:: Teks Bacaan

Seberapa sering kita mendengar iklan yang memasarkan hunian? Mungkin tak terlalu jarang kita temukan lewat reklame di pinggir jalan, brosur di pusat perbelanjaan, dan acara khusus di televisi. Mungkin tak sedikit pula di antara kita yang sudah tak asing dengan sebutan rumah gaya Victoria, Mediterrania, Gothic, dan sebagainya. Mungkin kini kita lebih terbiasa dengan promosi rumah gaya modern dan minimalis. Atau malah, mungkin juga kita sudah mengenal istilah modern-minimalis, modern-klasik, dan paduan-paduan beragam gaya lainnya.Â
Lantas, hunian seperti apakah yang sebetulnya kita butuhkan? Arsitektur seperti apa yang paling tepat untuk kita hidupi? Jawaban dari pertanyaan-pertanyaan ini mungkin tak bisa singkat terjawab. Namun, maraknya penggunaan dan pembiasaan istilah-istilah tersebut menimbulkan pertanyaan baru mengenai pemahaman kita sebagai konsumen tentang produk yang dipasarkan para pengembang dan pengusaha properti, tentang prinsip hunian ideal, dan tentang arsitektur itu sendiri.
Rumah Jengki (sumber: en.wikipedia.org)
Sedangkan, gambar berikut merupakan sederet rumah Jengki. Dibangun oleh arsitek Belanda, rumah-rumah ini diperuntukkan kepada pegawai perusahaan minyak Bataafse Petroleum Maatschappij (BPM, kini Pertamina) di daerah Kebayoran Baru. Atap dan dinding yang miring seperti tampak pada gambar merupakan implementasi fungsional dalam rangka menciptakan jalur talang air yang rapi sehingga tidak mengganggu fasad. Rupa yang demikian juga tercipta atas penyesuaian gaya arsitektur modern dengan iklim tropis Indonesia. Karakter yang khas dari rumah-rumah ini kemudian menyebabkan munculnya julukan rumah Jengki, berasal dari kata Yankee, merujuk pada sesuatu yang dianggap trendi pada masa itu.

::::

◆ **Daftar Tugas**
(1) Kutip bagian teks tentang arsitektur hunian, mulai dari "Rumah Jengki (sumber: en.wikipedia.org)" dan terus sampai "pada masa itu.".
(2) Lanjutkan teks tentang arsitektur hunian dan rumah Jengki setelah kalimat terakhirnya.

:: Data Mentah

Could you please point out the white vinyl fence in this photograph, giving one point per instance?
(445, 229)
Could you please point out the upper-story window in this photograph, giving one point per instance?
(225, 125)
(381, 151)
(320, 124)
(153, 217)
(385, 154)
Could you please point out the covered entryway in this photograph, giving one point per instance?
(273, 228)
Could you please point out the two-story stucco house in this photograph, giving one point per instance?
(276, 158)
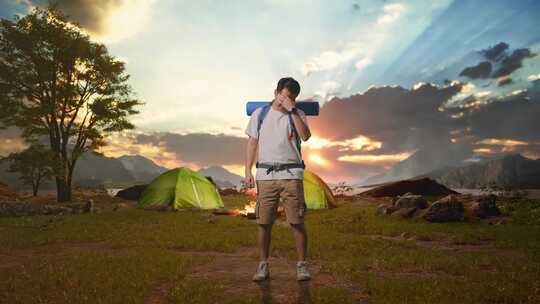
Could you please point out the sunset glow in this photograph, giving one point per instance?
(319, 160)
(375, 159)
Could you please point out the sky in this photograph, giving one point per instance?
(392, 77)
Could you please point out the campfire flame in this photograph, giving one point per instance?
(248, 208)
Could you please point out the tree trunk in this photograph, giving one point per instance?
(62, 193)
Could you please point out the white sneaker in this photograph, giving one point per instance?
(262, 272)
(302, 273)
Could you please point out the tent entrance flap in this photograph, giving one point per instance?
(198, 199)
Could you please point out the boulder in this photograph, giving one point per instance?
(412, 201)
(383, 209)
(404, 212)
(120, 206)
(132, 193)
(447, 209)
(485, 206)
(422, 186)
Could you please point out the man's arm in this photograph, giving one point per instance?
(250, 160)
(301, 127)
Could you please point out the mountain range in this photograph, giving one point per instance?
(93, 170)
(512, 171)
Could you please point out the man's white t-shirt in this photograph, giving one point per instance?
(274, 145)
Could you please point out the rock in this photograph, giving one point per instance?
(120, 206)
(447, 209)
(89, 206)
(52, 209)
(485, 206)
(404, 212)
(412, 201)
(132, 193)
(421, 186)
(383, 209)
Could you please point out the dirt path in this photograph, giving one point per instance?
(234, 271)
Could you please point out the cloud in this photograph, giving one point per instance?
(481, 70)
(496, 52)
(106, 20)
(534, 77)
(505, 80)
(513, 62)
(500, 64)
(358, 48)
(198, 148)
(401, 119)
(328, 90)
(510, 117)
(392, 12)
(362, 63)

::::
:: Data Mentah

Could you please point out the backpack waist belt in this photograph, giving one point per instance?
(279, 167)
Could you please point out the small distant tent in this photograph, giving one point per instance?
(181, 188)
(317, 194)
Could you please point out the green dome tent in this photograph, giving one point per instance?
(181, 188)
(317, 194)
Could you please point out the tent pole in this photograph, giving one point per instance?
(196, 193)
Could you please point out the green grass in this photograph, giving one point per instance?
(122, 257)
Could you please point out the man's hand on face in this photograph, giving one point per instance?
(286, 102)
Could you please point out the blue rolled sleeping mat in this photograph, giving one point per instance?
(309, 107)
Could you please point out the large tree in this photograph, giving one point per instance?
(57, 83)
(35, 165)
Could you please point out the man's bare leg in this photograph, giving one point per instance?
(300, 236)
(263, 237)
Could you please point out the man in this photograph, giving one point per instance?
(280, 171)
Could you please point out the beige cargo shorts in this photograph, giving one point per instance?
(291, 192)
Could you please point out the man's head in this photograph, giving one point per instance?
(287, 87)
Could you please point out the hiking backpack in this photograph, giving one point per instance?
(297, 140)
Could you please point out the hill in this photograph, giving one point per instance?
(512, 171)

::::

◆ **Jawaban Tugas**
(1)
Rumah Jengki (sumber: en.wikipedia.org)
Sedangkan, gambar berikut merupakan sederet rumah Jengki. Dibangun oleh arsitek Belanda, rumah-rumah ini diperuntukkan kepada pegawai perusahaan minyak Bataafse Petroleum Maatschappij (BPM, kini Pertamina) di daerah Kebayoran Baru. Atap dan dinding yang miring seperti tampak pada gambar merupakan implementasi fungsional dalam rangka menciptakan jalur talang air yang rapi sehingga tidak mengganggu fasad. Rupa yang demikian juga tercipta atas penyesuaian gaya arsitektur modern dengan iklim tropis Indonesia. Karakter yang khas dari rumah-rumah ini kemudian menyebabkan munculnya julukan rumah Jengki, berasal dari kata Yankee, merujuk pada sesuatu yang dianggap trendi pada masa itu.

(2)
Dari penjelasan ini, kita dapat memahami bahwa rumah Jengki bukanlah gaya hunian yang secara sengaja dibuat oleh sang arsitek atas prinsip formalis, melainkan merupakan sebutan yang lahir seiring popularitasnya saat itu. Sedangkan, gaya arsitektur Gothic memang dapat diamati dari keberadaan detail serta fitur tertentu yang dengan sengaja dibuat untuk mendukung kepentingan politis dari karya arsitekturnya.
Mungkin selain sebagai konsumen yang cermat, kita juga harus lebih jeli dalam memahami makna dari kata-kata ini, dari istilah-istilah yang secara sadar atau tidak turut membangun persepsi kita akan ruang hidup yang ideal.
Kelaziman dari istilah-istilah pemasaran tak selayaknya bercampur dengan pemahaman kita tentang hunian, tentang arsitektur yang sebenarnya kita butuhkan. Masalah perancangan dalam arsitektur sangat lekat kaitannya dengan konteks. Dalam jangkauan tertentu (dan tentunya masih bisa diperdebatkan), mungkin kita mencapai suatu konsensus bahwa pengertian dari arsitektur yang baik adalah arsitektur yang tak 'mengusik' keadaan yang tersedia, atau malah memperbaiki dan mengembangkan apa yang ada menjadi suatu kondisi yang lebih baik -- lebih ideal. Kebijaksanaan semacam inilah yang mungkin belum begitu terbiasa ditempatkan dalam keseharian kita, dalam keseharian masyarakat Indonesia pada umumnya. Lagi-lagi, semua itu mungkin terjadi sebagai akibat dari stigma dan opini yang berkembang dalam masyarakat dan tak sempat diklarifikasi oleh pendidikan.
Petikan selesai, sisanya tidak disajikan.